Copy out every one of the rows below word for word.
-- START Data shown --
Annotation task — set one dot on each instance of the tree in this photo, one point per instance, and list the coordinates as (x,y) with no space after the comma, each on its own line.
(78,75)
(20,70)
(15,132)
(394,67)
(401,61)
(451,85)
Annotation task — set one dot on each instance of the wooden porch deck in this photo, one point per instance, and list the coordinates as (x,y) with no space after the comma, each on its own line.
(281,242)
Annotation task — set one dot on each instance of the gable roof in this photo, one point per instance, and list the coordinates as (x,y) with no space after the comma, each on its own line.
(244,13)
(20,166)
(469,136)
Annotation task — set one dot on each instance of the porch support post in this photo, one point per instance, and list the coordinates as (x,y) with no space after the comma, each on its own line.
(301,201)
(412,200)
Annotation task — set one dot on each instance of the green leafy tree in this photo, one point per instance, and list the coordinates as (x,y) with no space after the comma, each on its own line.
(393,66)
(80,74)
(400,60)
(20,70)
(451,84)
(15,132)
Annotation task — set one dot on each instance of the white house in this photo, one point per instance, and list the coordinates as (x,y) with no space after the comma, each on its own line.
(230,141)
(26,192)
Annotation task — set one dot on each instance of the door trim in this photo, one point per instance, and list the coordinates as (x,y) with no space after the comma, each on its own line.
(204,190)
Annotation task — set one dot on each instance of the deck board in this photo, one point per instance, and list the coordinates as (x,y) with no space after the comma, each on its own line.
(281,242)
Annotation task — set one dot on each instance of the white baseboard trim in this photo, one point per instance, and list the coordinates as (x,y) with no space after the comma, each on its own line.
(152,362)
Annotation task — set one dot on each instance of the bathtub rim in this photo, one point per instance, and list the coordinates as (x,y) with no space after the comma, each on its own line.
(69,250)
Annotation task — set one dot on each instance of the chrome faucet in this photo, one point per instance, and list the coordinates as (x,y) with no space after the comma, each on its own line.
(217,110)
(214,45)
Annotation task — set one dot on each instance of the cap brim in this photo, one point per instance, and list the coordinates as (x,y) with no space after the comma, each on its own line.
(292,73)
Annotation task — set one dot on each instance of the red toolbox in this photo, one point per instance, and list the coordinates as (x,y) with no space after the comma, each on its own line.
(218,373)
-- END Data shown --
Answer for the task →
Annotation task — set one dot on each instance of the tree in this photo, one point per instance, and list the coordinates as (x,y) with no space after the comma, each on its own line.
(78,75)
(20,70)
(15,132)
(394,67)
(401,61)
(451,85)
Annotation task — set one dot on each instance of the wooden porch deck in this photo, one point per instance, and list the coordinates as (x,y) with no space after the comma, each on its own line.
(281,242)
Annotation task — set one dot on each instance of the gable roof in this photo, one point per instance, and list the coordinates as (x,y) with no space after the comma, each on its own line.
(244,13)
(20,166)
(469,136)
Annotation task — set one dot on each instance of the porch support post in this photo, one point per instance, and list the coordinates as (x,y) with no space after the comma, each on its own line.
(301,201)
(412,200)
Annotation task — set one dot on each instance of the green leafy tree in this photo, one point per instance, and list the coordinates as (x,y) with no space after the comma, each on its own line.
(393,66)
(80,74)
(400,60)
(20,70)
(451,84)
(15,132)
Annotation task — set one dot on each instance of the white house in this photo, one point per instance, and list the coordinates as (x,y) with no space after the comma, each on its own line.
(230,141)
(26,192)
Annotation task — set one dot on each instance of the door trim in this photo, one point per instance, and list the coordinates as (x,y) with no space after the comma, each on its own line.
(204,190)
Annotation task — set one dot on each instance of the deck board in this photo, one point per instance, and list the coordinates as (x,y) with no space after the comma, each on its own line.
(281,242)
Annotation task — set one dot on each instance of the white baseboard trim in this photo, one point per instance, and list the coordinates as (x,y) with no space after the comma, each on its own line.
(152,362)
Annotation task — set one dot on each instance of the bathtub rim in this photo, one point per instance, and list the coordinates as (x,y) with no space after the comma, each on its own line.
(69,250)
Annotation task — set one dot on each instance of the chrome faucet in this photo, one point per instance, and list the coordinates as (x,y) with no space after the comma, each on its own line.
(217,110)
(214,45)
Annotation task — set one dot on each instance of the cap brim in this photo, one point per instance, and list the coordinates as (x,y) with no space after the comma, each on its own line.
(292,73)
Annotation task — set one dot on each instance of the red toolbox in this photo, one point per instance, and list the coordinates as (x,y) with no space after the comma, each on its own line.
(218,373)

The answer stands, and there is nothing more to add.